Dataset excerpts
▼
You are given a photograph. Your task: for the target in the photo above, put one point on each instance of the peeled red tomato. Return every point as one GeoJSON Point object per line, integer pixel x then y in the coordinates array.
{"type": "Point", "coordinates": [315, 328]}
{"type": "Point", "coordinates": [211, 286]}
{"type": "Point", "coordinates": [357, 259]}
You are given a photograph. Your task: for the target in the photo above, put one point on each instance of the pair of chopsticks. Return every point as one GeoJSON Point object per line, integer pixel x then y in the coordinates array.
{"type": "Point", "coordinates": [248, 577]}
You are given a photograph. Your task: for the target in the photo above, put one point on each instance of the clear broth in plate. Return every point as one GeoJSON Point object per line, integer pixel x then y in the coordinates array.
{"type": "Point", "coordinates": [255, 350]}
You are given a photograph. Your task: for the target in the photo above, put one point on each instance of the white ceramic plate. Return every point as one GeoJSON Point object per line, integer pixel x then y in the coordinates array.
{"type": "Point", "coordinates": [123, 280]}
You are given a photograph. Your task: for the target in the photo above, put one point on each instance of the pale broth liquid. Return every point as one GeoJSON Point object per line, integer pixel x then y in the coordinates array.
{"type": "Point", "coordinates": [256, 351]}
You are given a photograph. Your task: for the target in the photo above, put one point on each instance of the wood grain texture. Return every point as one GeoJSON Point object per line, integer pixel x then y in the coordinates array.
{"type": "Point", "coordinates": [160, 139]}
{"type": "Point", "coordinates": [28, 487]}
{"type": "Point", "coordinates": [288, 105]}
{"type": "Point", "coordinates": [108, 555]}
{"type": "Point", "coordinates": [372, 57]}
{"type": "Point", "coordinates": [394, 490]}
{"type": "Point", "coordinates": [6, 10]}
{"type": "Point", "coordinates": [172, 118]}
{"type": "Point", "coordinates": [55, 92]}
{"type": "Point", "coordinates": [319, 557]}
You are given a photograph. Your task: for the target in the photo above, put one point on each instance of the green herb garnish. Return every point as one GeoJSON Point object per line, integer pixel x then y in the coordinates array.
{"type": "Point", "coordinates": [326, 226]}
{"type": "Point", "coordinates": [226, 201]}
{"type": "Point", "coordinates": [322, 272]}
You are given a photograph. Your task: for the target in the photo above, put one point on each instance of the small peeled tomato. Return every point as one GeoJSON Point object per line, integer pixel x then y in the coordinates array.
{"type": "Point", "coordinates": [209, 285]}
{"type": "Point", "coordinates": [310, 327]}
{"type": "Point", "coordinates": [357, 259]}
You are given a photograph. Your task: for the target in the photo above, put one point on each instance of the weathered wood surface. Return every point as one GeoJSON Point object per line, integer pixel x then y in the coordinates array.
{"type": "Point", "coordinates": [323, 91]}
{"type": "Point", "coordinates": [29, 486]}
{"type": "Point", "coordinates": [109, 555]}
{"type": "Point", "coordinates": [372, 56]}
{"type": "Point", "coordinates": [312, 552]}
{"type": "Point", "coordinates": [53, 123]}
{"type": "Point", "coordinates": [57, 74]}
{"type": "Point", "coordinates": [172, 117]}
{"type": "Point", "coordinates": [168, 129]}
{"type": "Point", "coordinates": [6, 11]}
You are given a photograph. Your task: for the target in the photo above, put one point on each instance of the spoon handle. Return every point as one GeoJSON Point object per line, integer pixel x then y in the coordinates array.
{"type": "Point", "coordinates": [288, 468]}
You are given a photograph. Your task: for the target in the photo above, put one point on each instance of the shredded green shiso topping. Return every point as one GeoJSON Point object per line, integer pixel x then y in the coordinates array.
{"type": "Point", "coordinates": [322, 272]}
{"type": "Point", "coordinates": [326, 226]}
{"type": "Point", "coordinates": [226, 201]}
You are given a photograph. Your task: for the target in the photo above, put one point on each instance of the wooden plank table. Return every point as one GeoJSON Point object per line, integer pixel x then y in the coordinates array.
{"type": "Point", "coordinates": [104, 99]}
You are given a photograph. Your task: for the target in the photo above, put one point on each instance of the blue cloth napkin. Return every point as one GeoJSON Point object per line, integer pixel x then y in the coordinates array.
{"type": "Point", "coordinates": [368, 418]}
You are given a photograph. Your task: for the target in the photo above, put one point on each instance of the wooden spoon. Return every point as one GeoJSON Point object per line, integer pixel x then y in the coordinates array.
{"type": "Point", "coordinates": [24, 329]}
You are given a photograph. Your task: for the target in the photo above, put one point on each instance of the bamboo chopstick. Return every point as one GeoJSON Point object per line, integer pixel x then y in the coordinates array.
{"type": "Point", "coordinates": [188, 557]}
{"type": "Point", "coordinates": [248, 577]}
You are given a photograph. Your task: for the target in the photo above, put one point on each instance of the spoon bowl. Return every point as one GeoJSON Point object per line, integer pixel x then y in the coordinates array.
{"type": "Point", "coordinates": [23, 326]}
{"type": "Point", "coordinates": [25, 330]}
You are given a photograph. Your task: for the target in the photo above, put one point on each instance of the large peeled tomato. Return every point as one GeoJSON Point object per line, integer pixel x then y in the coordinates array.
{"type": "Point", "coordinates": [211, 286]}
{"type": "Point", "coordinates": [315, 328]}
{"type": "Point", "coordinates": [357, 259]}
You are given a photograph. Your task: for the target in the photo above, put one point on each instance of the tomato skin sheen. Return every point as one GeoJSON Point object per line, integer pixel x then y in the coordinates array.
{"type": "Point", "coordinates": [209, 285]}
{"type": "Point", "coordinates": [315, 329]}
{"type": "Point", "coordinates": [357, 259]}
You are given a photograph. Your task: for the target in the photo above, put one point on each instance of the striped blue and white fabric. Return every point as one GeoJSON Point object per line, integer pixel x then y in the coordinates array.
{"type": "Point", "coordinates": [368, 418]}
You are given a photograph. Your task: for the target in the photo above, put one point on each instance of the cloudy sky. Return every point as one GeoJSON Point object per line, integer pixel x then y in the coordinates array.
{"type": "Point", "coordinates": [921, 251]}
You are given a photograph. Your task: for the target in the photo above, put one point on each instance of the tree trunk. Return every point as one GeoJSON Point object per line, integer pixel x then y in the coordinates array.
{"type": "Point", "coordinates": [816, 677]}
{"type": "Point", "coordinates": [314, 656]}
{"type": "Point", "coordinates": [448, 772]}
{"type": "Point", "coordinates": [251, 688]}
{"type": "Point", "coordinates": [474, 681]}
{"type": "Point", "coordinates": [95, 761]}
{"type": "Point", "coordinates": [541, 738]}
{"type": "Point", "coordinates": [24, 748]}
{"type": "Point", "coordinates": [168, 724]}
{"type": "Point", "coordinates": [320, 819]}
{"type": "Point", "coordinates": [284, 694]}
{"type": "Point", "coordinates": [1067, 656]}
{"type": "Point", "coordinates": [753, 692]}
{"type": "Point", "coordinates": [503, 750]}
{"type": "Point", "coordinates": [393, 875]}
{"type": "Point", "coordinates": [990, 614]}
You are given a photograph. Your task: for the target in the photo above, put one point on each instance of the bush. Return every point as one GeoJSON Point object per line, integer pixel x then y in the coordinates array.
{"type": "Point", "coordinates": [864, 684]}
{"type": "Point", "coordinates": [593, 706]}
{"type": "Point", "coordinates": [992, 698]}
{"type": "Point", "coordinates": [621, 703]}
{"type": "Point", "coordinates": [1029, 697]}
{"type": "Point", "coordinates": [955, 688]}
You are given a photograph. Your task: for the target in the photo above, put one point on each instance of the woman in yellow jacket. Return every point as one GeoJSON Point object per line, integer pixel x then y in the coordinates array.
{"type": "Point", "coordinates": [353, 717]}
▲
=== EXERCISE DETAILS ===
Every single entry above has to be copied exactly.

=== ANSWER BELOW ===
You are given a photograph. Your task: for the target in the photo above, put one point on each instance of the peeled red tomato. Return every point as one GeoJSON Point object per line, integer pixel x then y in the coordinates array.
{"type": "Point", "coordinates": [315, 328]}
{"type": "Point", "coordinates": [211, 286]}
{"type": "Point", "coordinates": [357, 259]}
You are given a photograph. Your task: for the target in the photo above, put one point on each instance of the pair of chopsticks. Return every point as one GeoJSON Point object per line, integer pixel x then y in the coordinates array.
{"type": "Point", "coordinates": [248, 577]}
You are given a photograph. Your task: for the target in the photo above, put one point on each instance of the clear broth in plate. Return every point as one GeoJSON Point object per line, integer pixel x then y in the coordinates array.
{"type": "Point", "coordinates": [255, 350]}
You are given a photograph. Your task: for the target in the photo above, put one point on each instance of the white ceramic plate. Return every point as one GeoJSON Point object per line, integer pixel x then y in the coordinates array.
{"type": "Point", "coordinates": [123, 280]}
You are given a photograph. Your task: for the target in the photo above, put one point on each instance of the pale broth liquid. Return every point as one GeoJSON Point object per line, integer pixel x then y in the coordinates array.
{"type": "Point", "coordinates": [256, 351]}
You are given a photograph. Your task: for the target in the photo above, put one point on each instance of the wood grain texture. Return every point as one GeoJSON Point object per line, integer pixel x then y in the coordinates array.
{"type": "Point", "coordinates": [160, 139]}
{"type": "Point", "coordinates": [28, 487]}
{"type": "Point", "coordinates": [288, 105]}
{"type": "Point", "coordinates": [108, 555]}
{"type": "Point", "coordinates": [372, 57]}
{"type": "Point", "coordinates": [394, 490]}
{"type": "Point", "coordinates": [6, 10]}
{"type": "Point", "coordinates": [172, 118]}
{"type": "Point", "coordinates": [55, 92]}
{"type": "Point", "coordinates": [319, 557]}
You are given a photograph. Your task: for the target in the photo above, put one point on each instance of the green herb garnish. Return every point as one GeoJSON Point object per line, integer pixel x then y in the coordinates array.
{"type": "Point", "coordinates": [326, 226]}
{"type": "Point", "coordinates": [226, 201]}
{"type": "Point", "coordinates": [322, 272]}
You are given a photograph. Your task: for the target in the photo above, put one point on each instance of the small peeled tomato. Return every point as one GeoJSON Point object per line, integer pixel x then y in the coordinates array.
{"type": "Point", "coordinates": [209, 285]}
{"type": "Point", "coordinates": [310, 327]}
{"type": "Point", "coordinates": [357, 259]}
You are given a photograph. Your task: for the target in the photo above, put one point on each instance of the weathered wood surface. Return every point as one GeoJSON Point object per line, integer pixel x then y in the coordinates array.
{"type": "Point", "coordinates": [323, 91]}
{"type": "Point", "coordinates": [29, 486]}
{"type": "Point", "coordinates": [109, 555]}
{"type": "Point", "coordinates": [372, 56]}
{"type": "Point", "coordinates": [312, 552]}
{"type": "Point", "coordinates": [53, 123]}
{"type": "Point", "coordinates": [57, 74]}
{"type": "Point", "coordinates": [172, 117]}
{"type": "Point", "coordinates": [168, 129]}
{"type": "Point", "coordinates": [6, 11]}
You are given a photograph. Your task: for the target in the photo above, put one point on each instance of the spoon handle. Return every point as one GeoJSON Point object per line, integer pixel x then y in the coordinates array.
{"type": "Point", "coordinates": [288, 468]}
You are given a photograph. Your task: for the target in the photo above, put one point on each instance of the shredded green shiso topping. Return every point as one GeoJSON Point object per line, integer pixel x then y in the coordinates array.
{"type": "Point", "coordinates": [322, 272]}
{"type": "Point", "coordinates": [326, 226]}
{"type": "Point", "coordinates": [226, 201]}
You are given a photograph. Your task: for the target in the photo above, put one point on each instance of the wooden plank table. Return every point as one GeoJSON Point object per line, integer pixel x then y in the coordinates array.
{"type": "Point", "coordinates": [104, 99]}
You are given a photograph. Your task: for the target in the photo above, put one point on each instance of the blue cloth napkin. Return every point as one GeoJSON Point object per line, integer pixel x then y in the coordinates array.
{"type": "Point", "coordinates": [368, 418]}
You are given a photograph. Your task: for the target in the photo above, put one point on each instance of the wooden spoon. Return every point as one GeoJSON Point object per line, integer pixel x then y in the coordinates array.
{"type": "Point", "coordinates": [24, 329]}
You are given a photograph. Your task: for the target in the photo above, put one point on each instance of the bamboo chopstick. Return every point as one GeoJSON Point object per line, integer pixel x then y in the coordinates array.
{"type": "Point", "coordinates": [188, 557]}
{"type": "Point", "coordinates": [248, 577]}
You are given a photograph. Your task: for the target in the photo above, put one point on each instance of the spoon bowl. Return every point as one GeoJSON Point object per line, integer pixel x then y in the coordinates array.
{"type": "Point", "coordinates": [23, 326]}
{"type": "Point", "coordinates": [25, 330]}
You are given a photograph. Your task: for the target in the photo above, put one point on each instance of the large peeled tomato. Return every point as one GeoJSON Point object per line, integer pixel x then y in the coordinates array.
{"type": "Point", "coordinates": [211, 286]}
{"type": "Point", "coordinates": [315, 328]}
{"type": "Point", "coordinates": [357, 259]}
You are given a photograph. Your task: for the target in the photo above, put one point on each instance of the tomato skin sheen. Return every point as one GeoJSON Point object per line, integer pixel x then y in the coordinates array.
{"type": "Point", "coordinates": [209, 285]}
{"type": "Point", "coordinates": [315, 329]}
{"type": "Point", "coordinates": [357, 259]}
You are given a photograph. Your task: for the target in the photo above, put one point on each instance of the striped blue and white fabric. Return every point as one GeoJSON Point object per line, integer pixel x then y in the coordinates array.
{"type": "Point", "coordinates": [368, 418]}
You are given a photograph. Your task: for the target in the photo above, put one point on each instance of the cloudy sky. Return every point as one GeoJSON Point object per line, integer pixel x then y in the coordinates array.
{"type": "Point", "coordinates": [921, 251]}
You are given a photograph. Your task: for the target in the photo above, put one point on each instance of the tree trunk. Return every point as one GeoJSON Point object per line, integer pixel x then y in the coordinates array.
{"type": "Point", "coordinates": [816, 677]}
{"type": "Point", "coordinates": [314, 656]}
{"type": "Point", "coordinates": [448, 772]}
{"type": "Point", "coordinates": [251, 688]}
{"type": "Point", "coordinates": [474, 681]}
{"type": "Point", "coordinates": [95, 761]}
{"type": "Point", "coordinates": [541, 738]}
{"type": "Point", "coordinates": [24, 748]}
{"type": "Point", "coordinates": [168, 724]}
{"type": "Point", "coordinates": [320, 819]}
{"type": "Point", "coordinates": [284, 694]}
{"type": "Point", "coordinates": [1067, 656]}
{"type": "Point", "coordinates": [753, 692]}
{"type": "Point", "coordinates": [503, 750]}
{"type": "Point", "coordinates": [393, 875]}
{"type": "Point", "coordinates": [990, 614]}
You are given a photograph. Your task: for the target in the photo above, put one point on each instance of the bush. Return every point as one GeoJSON Point object per line, integer pixel x then y in the coordinates array.
{"type": "Point", "coordinates": [864, 684]}
{"type": "Point", "coordinates": [593, 706]}
{"type": "Point", "coordinates": [992, 698]}
{"type": "Point", "coordinates": [621, 703]}
{"type": "Point", "coordinates": [1029, 697]}
{"type": "Point", "coordinates": [955, 688]}
You are given a photograph. Your task: for the target in the photo above, put one point on each instance of the woman in yellow jacket. Return every point as one GeoJSON Point object per line, integer pixel x then y in the coordinates array.
{"type": "Point", "coordinates": [353, 717]}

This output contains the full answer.